+++ Extracted data +++
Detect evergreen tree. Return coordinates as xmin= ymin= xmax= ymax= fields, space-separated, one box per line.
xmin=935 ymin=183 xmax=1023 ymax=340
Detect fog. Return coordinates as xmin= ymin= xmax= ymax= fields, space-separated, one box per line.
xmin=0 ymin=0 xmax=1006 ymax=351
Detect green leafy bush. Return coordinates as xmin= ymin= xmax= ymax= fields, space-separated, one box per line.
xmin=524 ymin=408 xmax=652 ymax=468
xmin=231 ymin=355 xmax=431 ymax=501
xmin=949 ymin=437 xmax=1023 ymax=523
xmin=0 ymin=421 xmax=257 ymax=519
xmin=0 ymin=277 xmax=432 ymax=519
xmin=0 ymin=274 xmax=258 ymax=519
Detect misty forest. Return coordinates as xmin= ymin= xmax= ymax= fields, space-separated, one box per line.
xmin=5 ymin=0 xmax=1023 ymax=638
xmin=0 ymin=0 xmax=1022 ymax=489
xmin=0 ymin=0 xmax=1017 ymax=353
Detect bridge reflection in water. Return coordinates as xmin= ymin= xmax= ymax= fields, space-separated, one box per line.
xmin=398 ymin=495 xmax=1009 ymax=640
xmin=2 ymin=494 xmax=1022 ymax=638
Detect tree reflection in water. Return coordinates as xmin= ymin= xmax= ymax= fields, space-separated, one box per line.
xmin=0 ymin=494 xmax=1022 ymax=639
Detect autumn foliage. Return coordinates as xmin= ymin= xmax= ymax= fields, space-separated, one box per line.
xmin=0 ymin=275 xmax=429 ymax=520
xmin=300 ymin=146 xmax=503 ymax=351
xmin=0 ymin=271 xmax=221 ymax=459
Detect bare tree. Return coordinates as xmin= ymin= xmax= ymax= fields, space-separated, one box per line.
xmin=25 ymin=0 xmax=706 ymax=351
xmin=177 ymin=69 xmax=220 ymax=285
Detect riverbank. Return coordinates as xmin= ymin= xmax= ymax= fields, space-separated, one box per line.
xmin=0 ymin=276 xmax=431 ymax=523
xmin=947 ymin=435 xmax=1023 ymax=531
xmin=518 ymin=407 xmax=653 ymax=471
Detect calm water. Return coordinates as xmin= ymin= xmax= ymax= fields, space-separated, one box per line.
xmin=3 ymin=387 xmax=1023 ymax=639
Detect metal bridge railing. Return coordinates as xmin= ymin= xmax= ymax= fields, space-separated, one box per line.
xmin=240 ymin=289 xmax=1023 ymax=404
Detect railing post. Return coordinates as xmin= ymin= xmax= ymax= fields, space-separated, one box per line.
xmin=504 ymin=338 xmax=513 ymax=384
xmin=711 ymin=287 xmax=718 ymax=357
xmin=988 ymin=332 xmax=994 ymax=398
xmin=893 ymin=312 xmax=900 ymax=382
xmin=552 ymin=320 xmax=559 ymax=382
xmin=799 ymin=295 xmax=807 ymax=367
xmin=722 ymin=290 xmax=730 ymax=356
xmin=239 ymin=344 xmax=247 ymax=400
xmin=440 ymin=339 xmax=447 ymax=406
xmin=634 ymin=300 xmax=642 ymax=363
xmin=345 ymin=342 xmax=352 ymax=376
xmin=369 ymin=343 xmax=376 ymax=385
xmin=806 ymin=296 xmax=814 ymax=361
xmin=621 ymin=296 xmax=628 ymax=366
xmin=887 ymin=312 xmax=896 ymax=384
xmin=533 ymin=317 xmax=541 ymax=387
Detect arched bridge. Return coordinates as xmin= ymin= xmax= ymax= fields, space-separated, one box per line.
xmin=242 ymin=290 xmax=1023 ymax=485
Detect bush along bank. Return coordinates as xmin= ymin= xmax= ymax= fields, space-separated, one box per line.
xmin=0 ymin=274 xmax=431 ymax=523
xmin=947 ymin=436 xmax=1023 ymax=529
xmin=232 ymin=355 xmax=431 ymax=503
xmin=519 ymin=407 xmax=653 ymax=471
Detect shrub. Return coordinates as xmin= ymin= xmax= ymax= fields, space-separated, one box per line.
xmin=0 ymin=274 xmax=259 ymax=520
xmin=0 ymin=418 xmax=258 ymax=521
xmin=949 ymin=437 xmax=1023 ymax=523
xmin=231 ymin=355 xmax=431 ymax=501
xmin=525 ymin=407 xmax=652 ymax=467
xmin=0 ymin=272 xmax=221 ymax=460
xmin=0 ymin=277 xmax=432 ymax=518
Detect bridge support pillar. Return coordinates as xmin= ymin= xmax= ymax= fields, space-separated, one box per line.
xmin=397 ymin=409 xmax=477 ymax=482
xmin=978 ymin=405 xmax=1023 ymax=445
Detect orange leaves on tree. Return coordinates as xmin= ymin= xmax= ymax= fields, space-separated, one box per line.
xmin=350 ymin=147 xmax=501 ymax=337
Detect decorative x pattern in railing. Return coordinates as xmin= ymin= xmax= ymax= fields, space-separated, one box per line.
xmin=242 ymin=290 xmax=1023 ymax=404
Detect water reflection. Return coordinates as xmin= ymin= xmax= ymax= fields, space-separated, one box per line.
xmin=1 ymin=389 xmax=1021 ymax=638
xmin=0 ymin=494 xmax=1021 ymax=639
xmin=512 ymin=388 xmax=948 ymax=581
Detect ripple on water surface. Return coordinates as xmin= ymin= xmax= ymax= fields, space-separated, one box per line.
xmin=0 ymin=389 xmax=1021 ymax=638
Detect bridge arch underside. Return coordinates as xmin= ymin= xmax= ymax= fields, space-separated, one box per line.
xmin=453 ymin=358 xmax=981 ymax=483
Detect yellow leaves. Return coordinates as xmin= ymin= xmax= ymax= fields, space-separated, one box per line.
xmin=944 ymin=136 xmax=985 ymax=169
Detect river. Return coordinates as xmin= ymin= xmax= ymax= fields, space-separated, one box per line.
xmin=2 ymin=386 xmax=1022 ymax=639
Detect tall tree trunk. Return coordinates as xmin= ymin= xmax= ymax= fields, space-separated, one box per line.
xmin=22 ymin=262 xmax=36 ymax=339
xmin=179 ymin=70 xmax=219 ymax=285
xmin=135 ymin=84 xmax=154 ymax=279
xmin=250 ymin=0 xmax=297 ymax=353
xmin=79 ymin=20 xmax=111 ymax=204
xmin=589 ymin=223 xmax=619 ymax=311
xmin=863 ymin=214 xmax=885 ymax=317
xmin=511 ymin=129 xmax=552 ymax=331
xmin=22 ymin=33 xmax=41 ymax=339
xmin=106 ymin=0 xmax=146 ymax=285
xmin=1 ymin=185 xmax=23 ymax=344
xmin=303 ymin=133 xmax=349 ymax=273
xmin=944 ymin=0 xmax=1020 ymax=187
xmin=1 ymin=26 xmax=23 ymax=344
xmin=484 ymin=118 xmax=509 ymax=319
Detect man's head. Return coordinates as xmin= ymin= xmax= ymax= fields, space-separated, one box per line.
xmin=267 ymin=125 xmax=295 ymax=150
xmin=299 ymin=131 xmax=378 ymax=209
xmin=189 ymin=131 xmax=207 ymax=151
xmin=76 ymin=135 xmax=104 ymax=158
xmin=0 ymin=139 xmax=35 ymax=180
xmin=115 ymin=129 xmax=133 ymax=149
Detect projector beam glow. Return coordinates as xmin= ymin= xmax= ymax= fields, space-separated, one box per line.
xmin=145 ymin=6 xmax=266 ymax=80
+++
> _What this task involves_: The records above must each be restated exactly as they stand.

> _Answer to this task_:
Detect evergreen tree. Return coordinates as xmin= ymin= xmax= ymax= fields, space-separated, one box per line.
xmin=935 ymin=183 xmax=1023 ymax=340
Detect fog. Return coordinates as xmin= ymin= xmax= ymax= fields, space-separated, one box per line.
xmin=0 ymin=0 xmax=1006 ymax=351
Detect green leafy bush. Return coordinates as xmin= ymin= xmax= ymax= fields, space-separated, one box per line.
xmin=524 ymin=408 xmax=652 ymax=468
xmin=231 ymin=355 xmax=431 ymax=501
xmin=949 ymin=437 xmax=1023 ymax=523
xmin=0 ymin=421 xmax=257 ymax=519
xmin=0 ymin=277 xmax=432 ymax=519
xmin=0 ymin=274 xmax=258 ymax=519
Detect misty forest. Return coordinates as xmin= ymin= xmax= ymax= fields, space-separated, one box per line.
xmin=5 ymin=0 xmax=1023 ymax=638
xmin=0 ymin=0 xmax=1022 ymax=489
xmin=0 ymin=0 xmax=1017 ymax=353
Detect bridge reflection in water. Return coordinates as xmin= ymin= xmax= ymax= fields, space-separated, one box per line.
xmin=398 ymin=495 xmax=1009 ymax=640
xmin=2 ymin=494 xmax=1022 ymax=638
Detect tree reflection in water. Return coordinates as xmin= ymin= xmax= ymax= fields, space-separated, one box per line.
xmin=0 ymin=494 xmax=1022 ymax=639
Detect autumn foliage. Return coordinates as xmin= ymin= xmax= ymax= fields, space-separated, one box per line.
xmin=0 ymin=275 xmax=429 ymax=520
xmin=300 ymin=146 xmax=503 ymax=351
xmin=0 ymin=271 xmax=221 ymax=459
Detect bare tree. Return coordinates as xmin= ymin= xmax= ymax= fields, space-separated, one box per line.
xmin=25 ymin=0 xmax=706 ymax=351
xmin=177 ymin=69 xmax=220 ymax=285
Detect riverbank. Return coordinates as xmin= ymin= xmax= ymax= fields, space-separated, one box per line.
xmin=0 ymin=276 xmax=431 ymax=523
xmin=947 ymin=435 xmax=1023 ymax=531
xmin=518 ymin=407 xmax=653 ymax=471
Detect calm water. Return coordinates as xmin= ymin= xmax= ymax= fields, space-separated, one box per line.
xmin=3 ymin=387 xmax=1023 ymax=639
Detect metal bridge railing. Return coordinates as xmin= ymin= xmax= ymax= fields, space-separated, one box per line.
xmin=240 ymin=289 xmax=1023 ymax=404
Detect railing post. Return coordinates as xmin= ymin= xmax= ymax= fields, space-separated, one box per line.
xmin=504 ymin=338 xmax=513 ymax=384
xmin=711 ymin=287 xmax=718 ymax=357
xmin=988 ymin=332 xmax=994 ymax=398
xmin=893 ymin=312 xmax=900 ymax=382
xmin=552 ymin=320 xmax=559 ymax=382
xmin=799 ymin=295 xmax=807 ymax=367
xmin=722 ymin=290 xmax=730 ymax=356
xmin=239 ymin=344 xmax=247 ymax=400
xmin=440 ymin=339 xmax=447 ymax=406
xmin=634 ymin=300 xmax=642 ymax=363
xmin=345 ymin=342 xmax=352 ymax=376
xmin=369 ymin=343 xmax=376 ymax=385
xmin=806 ymin=296 xmax=814 ymax=361
xmin=621 ymin=296 xmax=628 ymax=366
xmin=887 ymin=312 xmax=896 ymax=384
xmin=533 ymin=317 xmax=541 ymax=387
Detect arched bridge. Return coordinates as xmin= ymin= xmax= ymax= fields, space-separated, one box per line.
xmin=242 ymin=290 xmax=1023 ymax=485
Detect bush along bank. Return coordinates as xmin= ymin= xmax= ymax= fields, space-separated, one box per line.
xmin=0 ymin=274 xmax=431 ymax=523
xmin=947 ymin=436 xmax=1023 ymax=529
xmin=232 ymin=355 xmax=431 ymax=503
xmin=519 ymin=407 xmax=653 ymax=471
Detect shrub. Return coordinates as xmin= ymin= xmax= ymax= fields, space-separated, one box per line.
xmin=0 ymin=274 xmax=259 ymax=520
xmin=0 ymin=418 xmax=258 ymax=521
xmin=949 ymin=437 xmax=1023 ymax=523
xmin=231 ymin=355 xmax=431 ymax=501
xmin=525 ymin=407 xmax=652 ymax=467
xmin=0 ymin=272 xmax=221 ymax=460
xmin=0 ymin=277 xmax=432 ymax=518
Detect bridge support pillar. Return coordinates as xmin= ymin= xmax= ymax= fields, space-separated, one box per line.
xmin=397 ymin=409 xmax=477 ymax=482
xmin=978 ymin=405 xmax=1023 ymax=445
Detect orange leaves on tree. Return coordinates as xmin= ymin= xmax= ymax= fields, space-separated, one box per line.
xmin=350 ymin=147 xmax=501 ymax=337
Detect decorative x pattern in railing. Return coordinates as xmin= ymin= xmax= ymax= fields, space-separated, one box per line.
xmin=242 ymin=290 xmax=1023 ymax=404
Detect water reflection. Return coordinates as xmin= ymin= xmax= ymax= fields, space-separated, one box per line.
xmin=1 ymin=389 xmax=1021 ymax=638
xmin=0 ymin=494 xmax=1021 ymax=639
xmin=512 ymin=388 xmax=948 ymax=581
Detect ripple on water surface. Return coordinates as xmin= ymin= xmax= ymax= fields, space-separated, one box per line.
xmin=0 ymin=389 xmax=1021 ymax=638
Detect bridge arch underside. Return coordinates as xmin= ymin= xmax= ymax= fields, space-separated, one box per line.
xmin=453 ymin=358 xmax=981 ymax=483
Detect yellow leaves. Return coordinates as xmin= ymin= xmax= ymax= fields, space-separated, one box per line.
xmin=944 ymin=136 xmax=985 ymax=169
Detect river. Return coordinates as xmin= ymin= xmax= ymax= fields, space-separated, one box per line.
xmin=2 ymin=386 xmax=1022 ymax=639
Detect tall tree trunk. Return coordinates as xmin= ymin= xmax= ymax= fields, space-separated, one box per line.
xmin=22 ymin=262 xmax=36 ymax=339
xmin=179 ymin=70 xmax=219 ymax=285
xmin=135 ymin=84 xmax=154 ymax=279
xmin=250 ymin=0 xmax=297 ymax=353
xmin=79 ymin=20 xmax=111 ymax=204
xmin=589 ymin=223 xmax=619 ymax=311
xmin=863 ymin=214 xmax=885 ymax=317
xmin=511 ymin=129 xmax=552 ymax=331
xmin=22 ymin=33 xmax=41 ymax=339
xmin=106 ymin=0 xmax=146 ymax=285
xmin=1 ymin=185 xmax=23 ymax=344
xmin=303 ymin=133 xmax=349 ymax=273
xmin=944 ymin=0 xmax=1020 ymax=187
xmin=1 ymin=26 xmax=23 ymax=344
xmin=484 ymin=118 xmax=509 ymax=319
Detect man's head. Return coordinates as xmin= ymin= xmax= ymax= fields, space-separated, one box per line.
xmin=267 ymin=125 xmax=295 ymax=150
xmin=299 ymin=131 xmax=378 ymax=209
xmin=189 ymin=131 xmax=207 ymax=151
xmin=76 ymin=135 xmax=104 ymax=158
xmin=0 ymin=139 xmax=35 ymax=180
xmin=115 ymin=129 xmax=133 ymax=149
Detect projector beam glow. Return coordinates as xmin= ymin= xmax= ymax= fields, space-separated, one box per line.
xmin=145 ymin=6 xmax=266 ymax=80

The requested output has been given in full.